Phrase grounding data
· · · ·
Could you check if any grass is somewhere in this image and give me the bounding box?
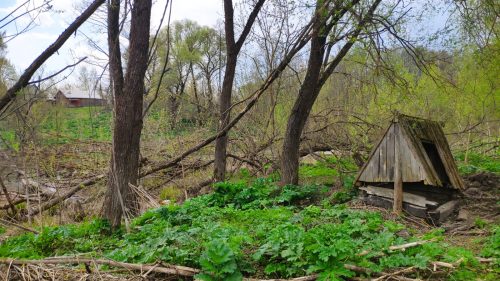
[0,106,112,150]
[455,152,499,174]
[299,155,358,185]
[0,105,215,150]
[0,178,498,280]
[39,106,112,144]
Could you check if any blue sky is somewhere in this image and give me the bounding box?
[0,0,452,85]
[0,0,222,83]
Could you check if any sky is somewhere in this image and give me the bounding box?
[0,0,222,82]
[0,0,453,85]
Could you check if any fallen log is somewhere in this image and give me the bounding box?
[0,197,26,210]
[372,266,418,281]
[0,256,473,281]
[11,159,211,216]
[0,257,381,281]
[0,257,199,277]
[245,275,318,281]
[0,175,16,215]
[388,239,436,251]
[0,218,38,234]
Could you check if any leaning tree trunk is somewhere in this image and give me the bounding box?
[280,0,381,185]
[103,0,152,230]
[280,24,326,185]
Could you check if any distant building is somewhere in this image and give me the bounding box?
[53,88,106,107]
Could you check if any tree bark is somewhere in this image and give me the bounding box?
[280,10,327,185]
[214,0,266,182]
[103,0,152,230]
[280,0,380,185]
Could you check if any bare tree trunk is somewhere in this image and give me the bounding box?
[167,94,180,130]
[191,66,203,126]
[206,75,214,109]
[280,0,380,185]
[103,0,152,230]
[214,53,237,181]
[214,0,266,182]
[280,12,326,185]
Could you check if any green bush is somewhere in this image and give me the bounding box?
[456,153,499,174]
[1,179,496,280]
[196,239,243,281]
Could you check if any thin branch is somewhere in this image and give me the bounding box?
[27,57,87,85]
[143,0,173,118]
[0,0,105,116]
[0,218,38,234]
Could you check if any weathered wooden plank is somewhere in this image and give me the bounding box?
[393,122,403,214]
[372,143,380,181]
[380,130,387,181]
[363,195,429,218]
[399,131,424,182]
[387,124,395,180]
[354,123,394,184]
[399,117,441,186]
[360,186,439,207]
[428,200,460,223]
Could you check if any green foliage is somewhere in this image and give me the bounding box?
[474,218,487,229]
[196,240,243,281]
[209,179,328,209]
[40,107,112,144]
[299,163,338,179]
[299,155,358,186]
[1,106,112,149]
[481,225,500,264]
[159,186,182,201]
[0,219,114,259]
[1,180,496,279]
[456,153,500,174]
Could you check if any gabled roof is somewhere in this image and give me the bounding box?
[57,88,104,100]
[355,114,464,190]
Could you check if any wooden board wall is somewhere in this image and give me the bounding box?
[357,123,433,184]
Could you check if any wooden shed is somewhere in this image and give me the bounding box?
[355,114,464,223]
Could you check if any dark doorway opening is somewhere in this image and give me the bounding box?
[421,141,449,185]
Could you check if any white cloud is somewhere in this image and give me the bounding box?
[151,0,222,28]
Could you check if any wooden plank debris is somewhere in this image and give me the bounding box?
[360,186,439,207]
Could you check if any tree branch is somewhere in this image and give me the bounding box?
[0,0,105,115]
[27,57,87,85]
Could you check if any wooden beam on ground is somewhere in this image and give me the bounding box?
[359,186,438,207]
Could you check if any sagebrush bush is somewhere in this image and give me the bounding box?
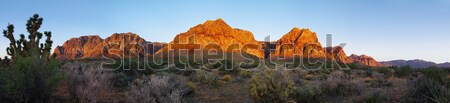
[64,62,114,103]
[249,70,296,102]
[127,74,189,103]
· · · ·
TASK DESCRIPTION: Your copy should run from the line that has "Could you check if any white" through the last line above, exactly, with both ends in and pictures out.

RESPONSE:
Could you check if any white cloud is somewhere in this image and give me the bounding box?
[151,0,222,28]
Could you check if any wooden plank debris is somewhere in this image and give me the bounding box?
[360,186,439,207]
Could you check if any tree branch is somewhere in this image and give me the bounding box?
[0,0,105,115]
[27,57,87,85]
Could you check if any wooden beam on ground is somewhere in this image and give me the bounding box?
[359,186,438,207]
Could you check if any sagebrush bush is somewhere in this image and give me the bounding box?
[64,62,114,103]
[249,70,296,102]
[127,74,189,103]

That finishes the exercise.